>>>>>

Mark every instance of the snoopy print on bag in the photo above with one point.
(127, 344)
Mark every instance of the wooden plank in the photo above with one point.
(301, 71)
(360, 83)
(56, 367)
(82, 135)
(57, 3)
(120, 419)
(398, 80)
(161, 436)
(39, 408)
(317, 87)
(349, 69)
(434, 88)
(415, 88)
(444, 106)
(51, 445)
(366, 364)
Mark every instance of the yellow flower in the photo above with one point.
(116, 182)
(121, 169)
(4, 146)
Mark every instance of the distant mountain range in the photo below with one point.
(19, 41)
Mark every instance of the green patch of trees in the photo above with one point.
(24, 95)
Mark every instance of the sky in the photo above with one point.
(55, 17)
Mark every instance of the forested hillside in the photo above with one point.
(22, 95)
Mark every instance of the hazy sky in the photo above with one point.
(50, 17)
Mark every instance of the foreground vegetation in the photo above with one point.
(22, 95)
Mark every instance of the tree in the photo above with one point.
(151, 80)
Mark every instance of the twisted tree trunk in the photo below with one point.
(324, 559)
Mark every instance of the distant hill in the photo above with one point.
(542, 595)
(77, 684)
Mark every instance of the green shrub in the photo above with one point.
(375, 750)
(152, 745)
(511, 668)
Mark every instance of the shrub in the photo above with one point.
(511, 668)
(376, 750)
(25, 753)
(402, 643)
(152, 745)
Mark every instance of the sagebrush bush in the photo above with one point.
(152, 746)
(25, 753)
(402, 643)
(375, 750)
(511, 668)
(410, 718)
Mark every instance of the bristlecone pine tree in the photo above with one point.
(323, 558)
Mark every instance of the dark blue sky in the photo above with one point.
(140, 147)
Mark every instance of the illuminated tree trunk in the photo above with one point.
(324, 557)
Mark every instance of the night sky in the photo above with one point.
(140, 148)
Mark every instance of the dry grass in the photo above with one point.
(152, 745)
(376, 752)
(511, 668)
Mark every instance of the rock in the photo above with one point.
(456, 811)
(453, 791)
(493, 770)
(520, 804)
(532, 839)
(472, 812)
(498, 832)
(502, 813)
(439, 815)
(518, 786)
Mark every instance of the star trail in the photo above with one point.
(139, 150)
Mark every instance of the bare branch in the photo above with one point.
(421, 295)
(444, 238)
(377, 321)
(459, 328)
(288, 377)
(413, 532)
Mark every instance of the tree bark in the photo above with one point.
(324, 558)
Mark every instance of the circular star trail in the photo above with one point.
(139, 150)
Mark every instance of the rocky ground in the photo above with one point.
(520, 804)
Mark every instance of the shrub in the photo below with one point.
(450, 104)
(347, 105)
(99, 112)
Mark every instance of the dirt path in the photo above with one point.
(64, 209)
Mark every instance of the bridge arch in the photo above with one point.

<<<<<

* **Aim**:
Rewrite the entries from the line containing "Mark every instance of the night" through the last entry, and include the requests unchanged. In the answers only, scale every point coordinate by 2.45 and round each result to a whole number, rounding halves up.

* **Written solution**:
Mark every instance of the night sky in the photo above with one point.
(343, 363)
Mark every instance of the dry grass in the photo above with one point.
(372, 1825)
(921, 1842)
(1252, 1637)
Mark every instance of the rock in the photo above with one point.
(1117, 1987)
(1110, 1938)
(1208, 1887)
(1274, 1970)
(1303, 2056)
(1156, 1989)
(1220, 2038)
(1230, 1992)
(1076, 1997)
(1269, 1926)
Mark every instance of the star trail in the photo above with one point.
(341, 368)
Mark every instance of the bare branch in the photo above with one point.
(1031, 723)
(1088, 583)
(924, 786)
(1125, 804)
(706, 924)
(1012, 1303)
Mark every instance of the tree bark in the photo above with one point.
(794, 1367)
Mark every instance of the circular star trail in the photo above with one point.
(341, 368)
Mark every instance of the rocky ground in the photo above with one point.
(1274, 1970)
Mark every instance of the shrub in the photo below with one point.
(1103, 255)
(850, 257)
(243, 274)
Mark every instance of the dirt path in the photo above with one point.
(157, 512)
Mark every instance of the bridge arch in the photo above with one point.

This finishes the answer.